TEXT PASSAGE:

________

All the existing invariant based proposals suffer from several limitations arising from the current invariant extraction process. First, since the number of possible thread interleavings increases exponentially with the number of instructions, number of variables, and number of threads, it is quite difficult to test all possible interleavings with all possible inputs. Therefore, existing proposals miss many valid invariants during the offline extraction phase. Second, the production environment can be substantially different from the extraction environment. With the arrival of data centers and many different types of parallel architectures, it is very difficult to replicate a scaled down version of different production environments during the extraction process. This implies that the existing proposals are not able to collect execution traces that would arise during the production environments. On top of this, the inputs may also vary among different environments. All of these factors can lead to under training. Third, as a program evolves, it is continuously modified and extended with new features and fixes. This can invalidate some of the prior invariants and create new invariants. The current approaches cannot cope up with this continuous modification process. Finally, during the invariant verification phase, if a new invariant arises, the existing proposals cannot decide its correctness. Therefore, they apply some default strategy (e.g allow any new invariant or disallow them all). This limitation, coupled with the fact that the existing proposals cannot uncover all invariants, severely limits their practical applicability.

In order to remedy this situation, we propose to have *con*tinuous learning and verification. This is made possible due to a novel approach based on a neural network (a type of machine learning algorithm) implemented in hardware. The high level idea is that as a program starts execution, the neural network initially spends some time learning the invariants. We choose Read-After-Write (RAW) dependences among a write and the following read operations as our preferred invariant. However, we can easily extend this approach to other invariants. After the neural network learns the RAW dependences reasonably well, it enters into the verification phase where it verifies whether a RAW dependence is correct or not. If a RAW dependence is declared as an incorrect one, then the processor re-executes the relevant read operation and attempts to avoid the concurrency bug. This is likely to avoid most of the concurrency bugs. A log of recent dependences is also kept along. In case, the bug cannot be avoided and the program behaves incorrectly, this log provides valuable debugging information to the programmer. During the verification phase, the neural network keeps track of its accuracy. If it drops below a certain threshold, the network starts to learn again for a period of time. Thus, the neural network goes through a continuous learning and verification phase. The main contributions of our proposed scheme are as follows.

________

[Dataset items]
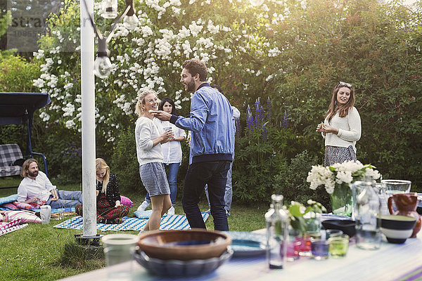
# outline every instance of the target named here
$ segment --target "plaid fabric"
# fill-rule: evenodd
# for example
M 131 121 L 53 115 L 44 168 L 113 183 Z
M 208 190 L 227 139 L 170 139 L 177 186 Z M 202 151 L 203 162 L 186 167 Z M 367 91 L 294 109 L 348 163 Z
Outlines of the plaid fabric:
M 20 174 L 20 166 L 13 162 L 23 158 L 17 144 L 0 145 L 0 176 L 16 176 Z
M 210 214 L 208 213 L 202 213 L 204 221 L 206 221 Z M 120 224 L 105 224 L 97 223 L 97 229 L 103 231 L 121 231 L 121 230 L 141 230 L 146 224 L 148 219 L 141 219 L 138 218 L 123 218 L 123 223 Z M 80 216 L 74 216 L 72 218 L 63 221 L 61 223 L 54 226 L 57 228 L 73 228 L 84 229 L 83 218 Z M 160 230 L 169 229 L 191 229 L 189 223 L 185 216 L 182 215 L 167 215 L 165 214 L 161 218 Z

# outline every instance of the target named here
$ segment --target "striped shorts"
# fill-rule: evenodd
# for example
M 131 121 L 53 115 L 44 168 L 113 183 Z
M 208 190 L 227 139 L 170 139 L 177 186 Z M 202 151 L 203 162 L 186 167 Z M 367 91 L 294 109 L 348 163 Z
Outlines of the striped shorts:
M 331 166 L 335 163 L 343 163 L 346 161 L 356 161 L 356 153 L 352 145 L 348 148 L 340 146 L 326 146 L 324 165 Z
M 152 162 L 141 165 L 139 167 L 139 175 L 150 196 L 170 194 L 170 188 L 162 163 Z

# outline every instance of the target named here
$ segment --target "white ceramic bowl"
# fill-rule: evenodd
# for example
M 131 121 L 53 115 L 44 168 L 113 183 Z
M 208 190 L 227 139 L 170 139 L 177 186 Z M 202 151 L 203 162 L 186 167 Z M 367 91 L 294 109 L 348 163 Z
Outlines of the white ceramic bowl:
M 381 216 L 381 232 L 390 243 L 402 244 L 413 233 L 415 218 L 407 216 Z

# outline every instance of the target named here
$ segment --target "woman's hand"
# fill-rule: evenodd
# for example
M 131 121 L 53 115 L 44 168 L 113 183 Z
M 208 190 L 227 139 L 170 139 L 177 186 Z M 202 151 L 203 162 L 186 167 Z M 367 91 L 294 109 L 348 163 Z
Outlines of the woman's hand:
M 332 133 L 335 135 L 337 135 L 338 133 L 338 129 L 337 129 L 330 125 L 325 125 L 325 127 L 324 129 L 324 131 L 326 133 Z
M 318 126 L 316 126 L 316 130 L 315 130 L 315 131 L 319 132 L 319 133 L 324 133 L 325 132 L 324 129 L 325 129 L 326 125 L 324 124 L 324 123 L 320 123 L 318 124 Z
M 162 140 L 160 142 L 161 143 L 165 143 L 169 140 L 172 140 L 174 138 L 174 135 L 173 134 L 173 131 L 167 130 L 165 131 L 164 133 L 161 134 L 161 138 Z

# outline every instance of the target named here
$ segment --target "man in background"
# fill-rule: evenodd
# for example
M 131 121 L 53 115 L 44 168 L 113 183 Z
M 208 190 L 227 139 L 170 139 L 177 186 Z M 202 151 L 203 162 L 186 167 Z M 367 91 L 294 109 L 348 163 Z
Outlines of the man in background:
M 58 190 L 47 176 L 38 168 L 38 162 L 28 159 L 22 166 L 20 176 L 23 179 L 18 188 L 18 201 L 51 208 L 74 207 L 82 204 L 81 191 Z

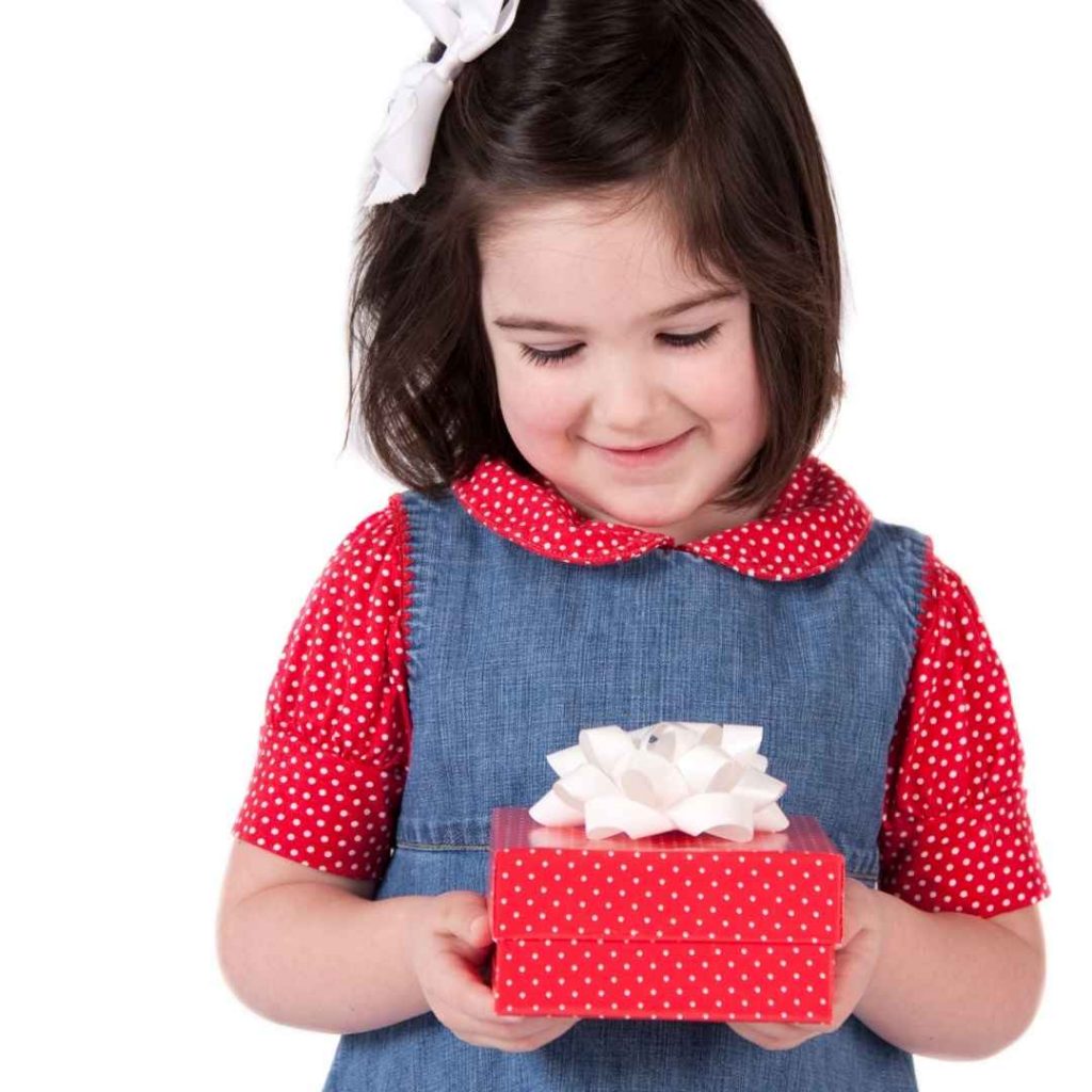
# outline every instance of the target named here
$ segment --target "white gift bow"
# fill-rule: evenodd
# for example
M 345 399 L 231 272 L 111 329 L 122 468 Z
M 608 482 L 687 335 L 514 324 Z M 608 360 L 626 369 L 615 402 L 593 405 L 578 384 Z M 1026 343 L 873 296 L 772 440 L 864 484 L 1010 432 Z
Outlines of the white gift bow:
M 405 0 L 448 48 L 434 62 L 411 64 L 387 106 L 372 144 L 365 205 L 416 193 L 425 185 L 440 115 L 467 61 L 503 37 L 520 0 Z
M 583 728 L 579 744 L 546 756 L 558 780 L 531 818 L 546 827 L 584 823 L 590 839 L 681 830 L 747 842 L 756 830 L 784 830 L 788 819 L 775 802 L 788 786 L 765 773 L 761 743 L 753 724 Z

________

According to the passage on concurrency bug detection, which kind of invariant do the authors choose as their preferred one? Rely only on the text for what comes next.

They choose Read-After-Write (RAW) dependences between a write and the following read operations.